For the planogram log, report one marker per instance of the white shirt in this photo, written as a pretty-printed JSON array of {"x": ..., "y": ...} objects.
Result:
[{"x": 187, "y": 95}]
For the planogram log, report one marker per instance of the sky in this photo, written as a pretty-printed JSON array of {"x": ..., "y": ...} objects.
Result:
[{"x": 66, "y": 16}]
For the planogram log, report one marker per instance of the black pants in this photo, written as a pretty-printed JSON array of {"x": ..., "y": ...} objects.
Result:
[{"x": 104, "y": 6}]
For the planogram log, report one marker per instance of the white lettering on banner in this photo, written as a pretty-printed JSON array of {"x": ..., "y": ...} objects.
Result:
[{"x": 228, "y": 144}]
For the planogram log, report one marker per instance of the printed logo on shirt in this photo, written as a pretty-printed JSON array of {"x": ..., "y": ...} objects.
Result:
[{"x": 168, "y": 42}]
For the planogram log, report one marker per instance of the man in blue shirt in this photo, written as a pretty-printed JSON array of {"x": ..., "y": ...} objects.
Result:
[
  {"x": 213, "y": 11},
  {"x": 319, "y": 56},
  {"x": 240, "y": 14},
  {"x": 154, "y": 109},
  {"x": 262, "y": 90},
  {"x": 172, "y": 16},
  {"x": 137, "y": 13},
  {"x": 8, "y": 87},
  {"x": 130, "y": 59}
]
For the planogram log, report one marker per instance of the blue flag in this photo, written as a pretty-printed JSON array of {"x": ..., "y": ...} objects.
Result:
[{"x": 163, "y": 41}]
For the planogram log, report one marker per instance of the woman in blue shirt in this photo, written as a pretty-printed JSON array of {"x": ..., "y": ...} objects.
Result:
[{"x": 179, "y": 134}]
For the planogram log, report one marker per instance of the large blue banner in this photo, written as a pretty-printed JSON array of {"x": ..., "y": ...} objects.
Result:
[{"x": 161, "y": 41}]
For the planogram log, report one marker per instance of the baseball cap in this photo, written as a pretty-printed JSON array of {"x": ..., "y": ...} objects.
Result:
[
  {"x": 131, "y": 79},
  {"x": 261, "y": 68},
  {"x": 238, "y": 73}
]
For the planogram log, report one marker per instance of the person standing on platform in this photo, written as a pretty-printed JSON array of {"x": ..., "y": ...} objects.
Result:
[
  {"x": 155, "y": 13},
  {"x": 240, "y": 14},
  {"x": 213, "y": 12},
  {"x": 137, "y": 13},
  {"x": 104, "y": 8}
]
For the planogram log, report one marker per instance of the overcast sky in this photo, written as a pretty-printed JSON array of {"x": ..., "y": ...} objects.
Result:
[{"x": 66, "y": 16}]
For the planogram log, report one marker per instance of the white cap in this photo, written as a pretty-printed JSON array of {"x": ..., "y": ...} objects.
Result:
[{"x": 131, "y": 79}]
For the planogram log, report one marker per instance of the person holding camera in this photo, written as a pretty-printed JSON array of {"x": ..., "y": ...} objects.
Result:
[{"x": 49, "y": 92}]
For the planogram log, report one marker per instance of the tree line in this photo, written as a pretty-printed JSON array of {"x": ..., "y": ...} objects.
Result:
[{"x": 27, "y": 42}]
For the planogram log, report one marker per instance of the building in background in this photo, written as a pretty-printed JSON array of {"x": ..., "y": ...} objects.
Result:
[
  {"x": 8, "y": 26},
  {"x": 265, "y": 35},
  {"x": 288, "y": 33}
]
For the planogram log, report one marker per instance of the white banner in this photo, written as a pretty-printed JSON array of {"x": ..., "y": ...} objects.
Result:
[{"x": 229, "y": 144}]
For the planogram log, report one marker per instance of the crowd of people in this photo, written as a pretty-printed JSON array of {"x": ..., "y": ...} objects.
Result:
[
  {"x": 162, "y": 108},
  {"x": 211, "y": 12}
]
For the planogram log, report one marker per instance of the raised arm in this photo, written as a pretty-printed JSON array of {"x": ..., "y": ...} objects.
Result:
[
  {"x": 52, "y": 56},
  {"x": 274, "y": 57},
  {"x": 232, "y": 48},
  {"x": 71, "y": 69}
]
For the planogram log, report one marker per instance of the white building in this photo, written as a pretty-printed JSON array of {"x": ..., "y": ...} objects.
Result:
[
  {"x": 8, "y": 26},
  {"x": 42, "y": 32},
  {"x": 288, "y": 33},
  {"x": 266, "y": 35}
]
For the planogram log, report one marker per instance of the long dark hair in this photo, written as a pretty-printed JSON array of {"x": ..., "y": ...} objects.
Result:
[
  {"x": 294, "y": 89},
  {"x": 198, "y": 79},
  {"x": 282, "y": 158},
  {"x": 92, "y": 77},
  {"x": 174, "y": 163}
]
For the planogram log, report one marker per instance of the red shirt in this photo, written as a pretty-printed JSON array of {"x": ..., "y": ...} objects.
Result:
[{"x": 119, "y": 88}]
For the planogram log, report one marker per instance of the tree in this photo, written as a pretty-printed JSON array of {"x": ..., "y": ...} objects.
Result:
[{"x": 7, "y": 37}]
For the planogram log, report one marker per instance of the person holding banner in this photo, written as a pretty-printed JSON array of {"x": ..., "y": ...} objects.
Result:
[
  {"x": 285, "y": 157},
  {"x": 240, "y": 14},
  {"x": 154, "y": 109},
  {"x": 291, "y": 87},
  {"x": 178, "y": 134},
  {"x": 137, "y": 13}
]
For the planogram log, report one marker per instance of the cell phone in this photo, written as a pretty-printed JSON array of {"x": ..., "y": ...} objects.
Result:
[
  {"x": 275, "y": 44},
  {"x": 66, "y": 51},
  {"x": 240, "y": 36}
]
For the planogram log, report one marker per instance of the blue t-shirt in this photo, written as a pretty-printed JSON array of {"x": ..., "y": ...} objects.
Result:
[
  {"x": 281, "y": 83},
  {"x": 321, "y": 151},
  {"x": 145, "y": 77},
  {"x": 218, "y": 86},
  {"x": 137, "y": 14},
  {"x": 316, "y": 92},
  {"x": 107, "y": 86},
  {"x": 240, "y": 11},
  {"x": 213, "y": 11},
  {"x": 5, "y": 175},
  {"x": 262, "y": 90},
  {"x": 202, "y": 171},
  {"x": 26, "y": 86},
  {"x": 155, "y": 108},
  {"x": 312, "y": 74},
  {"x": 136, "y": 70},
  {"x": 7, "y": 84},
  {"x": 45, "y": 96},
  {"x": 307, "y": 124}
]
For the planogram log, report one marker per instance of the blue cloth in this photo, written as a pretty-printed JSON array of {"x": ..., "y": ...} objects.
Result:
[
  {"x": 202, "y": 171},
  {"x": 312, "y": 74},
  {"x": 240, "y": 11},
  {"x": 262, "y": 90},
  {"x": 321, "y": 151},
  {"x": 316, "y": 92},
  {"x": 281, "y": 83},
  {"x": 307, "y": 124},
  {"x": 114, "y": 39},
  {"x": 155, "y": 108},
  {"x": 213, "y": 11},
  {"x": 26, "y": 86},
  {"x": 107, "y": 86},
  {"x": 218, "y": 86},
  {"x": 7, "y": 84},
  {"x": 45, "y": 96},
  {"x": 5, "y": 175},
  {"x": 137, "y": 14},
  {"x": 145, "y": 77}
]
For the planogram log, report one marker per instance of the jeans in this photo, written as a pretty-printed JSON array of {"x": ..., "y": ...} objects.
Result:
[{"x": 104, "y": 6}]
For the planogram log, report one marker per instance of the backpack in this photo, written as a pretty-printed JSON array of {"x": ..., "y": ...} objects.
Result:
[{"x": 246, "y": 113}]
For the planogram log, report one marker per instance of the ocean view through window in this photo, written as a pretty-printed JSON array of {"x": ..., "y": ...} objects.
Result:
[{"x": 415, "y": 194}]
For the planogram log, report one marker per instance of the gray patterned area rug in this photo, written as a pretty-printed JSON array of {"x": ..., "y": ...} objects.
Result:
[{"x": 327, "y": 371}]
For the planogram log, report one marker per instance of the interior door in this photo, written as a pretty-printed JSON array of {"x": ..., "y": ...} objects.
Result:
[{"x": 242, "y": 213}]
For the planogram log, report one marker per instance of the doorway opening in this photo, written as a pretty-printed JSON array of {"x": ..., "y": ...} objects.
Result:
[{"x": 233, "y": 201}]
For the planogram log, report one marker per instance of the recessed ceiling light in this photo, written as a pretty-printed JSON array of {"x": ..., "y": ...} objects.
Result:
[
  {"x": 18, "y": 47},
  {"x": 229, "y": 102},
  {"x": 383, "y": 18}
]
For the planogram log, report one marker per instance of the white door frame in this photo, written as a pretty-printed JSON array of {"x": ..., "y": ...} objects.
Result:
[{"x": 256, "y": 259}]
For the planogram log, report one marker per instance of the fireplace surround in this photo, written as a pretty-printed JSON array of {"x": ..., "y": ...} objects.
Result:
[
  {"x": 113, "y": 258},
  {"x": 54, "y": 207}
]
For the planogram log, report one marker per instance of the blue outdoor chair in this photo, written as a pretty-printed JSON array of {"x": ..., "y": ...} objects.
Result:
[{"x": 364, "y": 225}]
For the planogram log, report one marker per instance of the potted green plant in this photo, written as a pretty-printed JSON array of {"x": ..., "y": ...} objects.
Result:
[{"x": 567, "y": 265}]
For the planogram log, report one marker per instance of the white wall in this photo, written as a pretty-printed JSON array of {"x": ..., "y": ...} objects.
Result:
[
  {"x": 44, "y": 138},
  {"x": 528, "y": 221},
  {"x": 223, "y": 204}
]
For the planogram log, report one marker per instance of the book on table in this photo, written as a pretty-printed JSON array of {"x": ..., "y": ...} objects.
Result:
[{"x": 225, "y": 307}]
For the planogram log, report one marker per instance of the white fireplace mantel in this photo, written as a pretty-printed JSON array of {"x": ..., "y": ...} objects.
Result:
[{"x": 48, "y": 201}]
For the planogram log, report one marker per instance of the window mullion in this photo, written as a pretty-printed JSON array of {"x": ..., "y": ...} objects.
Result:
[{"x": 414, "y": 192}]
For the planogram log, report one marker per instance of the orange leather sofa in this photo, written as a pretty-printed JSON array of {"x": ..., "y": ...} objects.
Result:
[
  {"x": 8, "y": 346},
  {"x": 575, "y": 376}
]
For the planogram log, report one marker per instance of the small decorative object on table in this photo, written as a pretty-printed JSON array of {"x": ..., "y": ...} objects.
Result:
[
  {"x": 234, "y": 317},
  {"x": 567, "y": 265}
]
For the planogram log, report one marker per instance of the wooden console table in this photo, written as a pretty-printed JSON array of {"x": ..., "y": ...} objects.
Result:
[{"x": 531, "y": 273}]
----
● DIRECTIVE
Repeat, without changes, every line from the one that contains "of the potted" through the final line of the data.

● REPLY
For the planogram log, report one marker per instance of the potted green plant in this photo, written as a pretty-printed JSON array of {"x": ..., "y": ...} objects.
Result:
[{"x": 567, "y": 265}]
For the planogram log, report one marker per instance of the white wall in this photo, written as a pretty-printed JSON array of {"x": ..., "y": ...} objects.
Result:
[
  {"x": 44, "y": 138},
  {"x": 528, "y": 221},
  {"x": 223, "y": 204}
]
For the planogram log, report one marker per instance of the book on table in this photo, written as a pretty-printed JSON array of {"x": ..., "y": ...} objects.
Result:
[{"x": 225, "y": 307}]
For the planogram log, report one marker per instance of the white fireplace mantel in this photo, written as a pretty-printed JSON array of {"x": ..., "y": ...} objects.
Result:
[{"x": 48, "y": 201}]
For the planogram log, report one marker per instance of the window mullion in this photo, written as a pretty-printed JSON array of {"x": ..., "y": ...} objects.
Result:
[{"x": 414, "y": 192}]
For the planogram log, report one marker per instance of the orange leather sofa in this photo, written as a pretty-printed JSON array of {"x": ..., "y": ...} objects.
Result:
[
  {"x": 8, "y": 346},
  {"x": 575, "y": 376}
]
For the planogram log, report one marker per instance of the small decorative object on table in this photo, written as a pretty-printed JSON array of {"x": ..., "y": ...} objects.
Result:
[
  {"x": 234, "y": 317},
  {"x": 567, "y": 265}
]
For the planogram log, report one marker per instance of the wooden console table in this photo, written as a pretty-printed JSON array of {"x": ..., "y": ...} objects.
Result:
[{"x": 531, "y": 273}]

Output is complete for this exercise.